→ Records for this exercise
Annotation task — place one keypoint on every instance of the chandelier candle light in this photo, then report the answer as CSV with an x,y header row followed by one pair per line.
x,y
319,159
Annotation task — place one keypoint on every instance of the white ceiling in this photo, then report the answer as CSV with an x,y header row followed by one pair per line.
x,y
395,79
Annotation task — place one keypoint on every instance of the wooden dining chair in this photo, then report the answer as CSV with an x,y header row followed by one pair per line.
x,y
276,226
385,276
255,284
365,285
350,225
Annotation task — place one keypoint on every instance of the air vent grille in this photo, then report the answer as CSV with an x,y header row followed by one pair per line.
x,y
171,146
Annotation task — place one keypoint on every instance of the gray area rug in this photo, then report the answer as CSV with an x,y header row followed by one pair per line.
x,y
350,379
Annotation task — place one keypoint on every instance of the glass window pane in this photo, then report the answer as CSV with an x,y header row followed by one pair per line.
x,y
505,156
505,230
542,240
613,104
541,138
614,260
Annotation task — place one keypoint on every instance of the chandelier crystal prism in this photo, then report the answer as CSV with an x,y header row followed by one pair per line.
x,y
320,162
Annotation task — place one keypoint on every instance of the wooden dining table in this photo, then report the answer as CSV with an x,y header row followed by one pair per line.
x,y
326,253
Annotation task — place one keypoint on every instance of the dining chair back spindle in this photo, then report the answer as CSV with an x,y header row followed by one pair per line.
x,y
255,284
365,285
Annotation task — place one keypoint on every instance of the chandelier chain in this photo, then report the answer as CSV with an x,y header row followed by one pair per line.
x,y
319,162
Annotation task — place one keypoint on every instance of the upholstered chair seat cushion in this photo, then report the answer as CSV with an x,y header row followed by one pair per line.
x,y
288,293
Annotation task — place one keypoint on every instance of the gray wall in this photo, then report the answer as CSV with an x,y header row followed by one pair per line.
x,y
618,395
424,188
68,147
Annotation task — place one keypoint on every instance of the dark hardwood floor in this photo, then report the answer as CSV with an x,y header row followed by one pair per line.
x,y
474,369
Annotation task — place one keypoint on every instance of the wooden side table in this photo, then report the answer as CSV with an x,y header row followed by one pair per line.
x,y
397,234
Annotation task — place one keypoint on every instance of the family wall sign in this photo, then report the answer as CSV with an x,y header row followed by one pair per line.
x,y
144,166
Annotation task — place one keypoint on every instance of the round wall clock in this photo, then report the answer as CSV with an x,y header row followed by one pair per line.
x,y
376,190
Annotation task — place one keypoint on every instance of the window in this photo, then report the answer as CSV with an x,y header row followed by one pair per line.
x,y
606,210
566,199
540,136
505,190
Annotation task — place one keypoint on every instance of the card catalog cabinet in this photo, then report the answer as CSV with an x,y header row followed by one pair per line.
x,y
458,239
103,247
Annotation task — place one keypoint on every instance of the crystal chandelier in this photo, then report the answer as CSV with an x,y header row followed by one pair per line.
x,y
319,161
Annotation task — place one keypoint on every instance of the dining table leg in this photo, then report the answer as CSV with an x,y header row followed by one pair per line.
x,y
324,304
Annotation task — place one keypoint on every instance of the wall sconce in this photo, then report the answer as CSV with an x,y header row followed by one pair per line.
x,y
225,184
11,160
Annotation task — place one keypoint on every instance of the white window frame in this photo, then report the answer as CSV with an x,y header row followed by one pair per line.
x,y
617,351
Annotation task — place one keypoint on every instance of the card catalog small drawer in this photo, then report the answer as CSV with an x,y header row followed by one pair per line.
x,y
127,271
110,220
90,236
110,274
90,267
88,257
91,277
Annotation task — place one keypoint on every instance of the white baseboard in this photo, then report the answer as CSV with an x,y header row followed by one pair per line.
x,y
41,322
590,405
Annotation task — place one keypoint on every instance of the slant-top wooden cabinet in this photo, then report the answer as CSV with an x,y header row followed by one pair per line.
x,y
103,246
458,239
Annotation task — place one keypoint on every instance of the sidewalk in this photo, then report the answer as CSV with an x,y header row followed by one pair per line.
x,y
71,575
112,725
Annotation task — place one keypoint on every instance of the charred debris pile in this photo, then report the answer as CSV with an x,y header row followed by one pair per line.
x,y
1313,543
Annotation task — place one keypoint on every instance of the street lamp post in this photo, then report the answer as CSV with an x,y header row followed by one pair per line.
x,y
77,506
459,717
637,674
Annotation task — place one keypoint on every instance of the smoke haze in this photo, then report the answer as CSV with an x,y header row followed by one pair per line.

→ Objective
Your task is to print the whole listing again exactly.

→ The solution
Annotation task — place one keypoint on every instance of the chandelier candle light in this photo, then report the answer as CSV with an x,y header row followed by one pair per line.
x,y
319,159
Annotation task — place one keypoint on every instance of the white ceiling in this photo, then report the answer as CSV with an x,y header row followed by one pair per line.
x,y
395,79
Annotation task — place one keypoint on every instance of the wooden dining chair in this photo, then report the answer as CSV with an x,y header row followed by one pair per line.
x,y
276,226
385,276
255,284
365,285
350,225
Annotation task — place one keypoint on every instance of the air vent grille in this photo, then report the answer as CSV with an x,y header row followed by one pair per line.
x,y
171,146
Annotation task — place one keypoint on every instance of the gray area rug in this photo, then report the answer as CSV with an x,y header row followed by one pair per line.
x,y
350,379
Annotation task — place one keypoint on every instance of the glass window pane in this photo, then report the answer as CSV with an x,y header row followed by one pair per line.
x,y
505,156
505,230
542,240
613,104
541,138
614,260
Annotation task — place one keypoint on every instance of the chandelier crystal prism in this photo, then report the answer as CSV with an x,y header row followed by one pair per line.
x,y
320,162
Annotation task — place one keypoint on every instance of the wooden dining table in this photo, then report the answer as CSV with an x,y header row followed by one pair per line.
x,y
326,253
Annotation task — place one keypoint on every instance of the dining chair back spindle in this photo, then report the answer as CSV with an x,y header row followed by one pair per line.
x,y
255,284
365,285
Annotation task — place one keypoint on every instance of the chandelier chain in this photo, then report the answer as CSV with an x,y header row followed by one pair per line.
x,y
319,162
Annotation task — place one keypoint on every instance of the upholstered chair seat cushion in this photo, then report the answer as CSV with an x,y header row followed by one pair per line.
x,y
288,293
Annotation task — place one keypoint on every instance of the gray wall in this photo, then report the answer as CSV with an x,y header row followed by one pair per line.
x,y
618,395
424,188
68,147
Annotation task — place one keypoint on every instance of the dark hardwood floor in this photo, then report the answer as CSV with an x,y header row followed by one pair per line.
x,y
474,369
Annotation task — place one keypoint on every instance of the wooden side table in this photo, then report the answer as CSV with an x,y header row followed by one pair per line.
x,y
397,234
Annotation task — place one keypoint on every instance of the family wall sign in this photo, then report the answer as CSV with an x,y header row followed by one pair per line.
x,y
144,166
Annotation task — place one keypoint on every instance of the round wall clock in this photo, then report the answer as CSV with an x,y header row followed by one pair per line.
x,y
376,190
Annotation task — place one keypoint on every instance of the window in this photo, then report the answer as CSV with an x,y header row followed by one pair per line.
x,y
606,210
566,199
540,136
505,190
Annotation task — place one keypoint on every instance of the card catalog cabinet in this photo, then report the answer as CSV with an x,y header row followed by one pair per line.
x,y
458,239
103,247
Annotation task — place one keypoint on every instance of the crystal chandelier in this photo, then report the answer as CSV with an x,y header row followed by one pair per line.
x,y
319,161
Annotation task — place one keypoint on every instance of the dining table leg in this photo, then report the answer as CSV with an x,y header row followed by one pair per line.
x,y
324,304
Annotation task — place one keypoint on every instance of the wall sconce in this photo, then report the answer as CSV with an x,y header row followed by one pair per line.
x,y
225,184
11,160
Annotation task — place one keypoint on every instance of the white window frame in this photo, then report the answer as CSV with an x,y header row followed by one pair per line.
x,y
617,351
Annotation task — place one keypoint on every instance of the card catalog small drawer in this photo, then report the answer as CSV with an x,y header row followed by one pair per line.
x,y
127,271
110,220
90,236
110,274
90,267
88,257
91,277
Annotation task — place one keypoint on every instance of the white baseboard in this photo, then report the answer as CSV with an x,y header row followed by one pair per line.
x,y
41,322
590,405
Annotation task — place one keypoint on every instance of the slant-top wooden cabinet in this photo, then report the answer as CSV with an x,y header row followed by one pair per line.
x,y
103,246
458,239
Annotation task — place one keypoint on every instance of the sidewalk in this photo, then report the answer as CSV with an x,y header row followed by one pair per line.
x,y
71,575
112,725
Annotation task — place one keypoint on every instance of the charred debris pile in this photo, then report the answer as CSV with an x,y header row followed by one pair per line.
x,y
1313,543
Annotation task — place one keypoint on every instance of the street lamp post in this photo, then report the answer as CSV with an x,y header row followed by one pair per line.
x,y
77,506
459,717
637,674
Annotation task — place one keypoint on every instance of the smoke haze in this photo, then report the answer as CSV with an x,y header row followed by one pair per line.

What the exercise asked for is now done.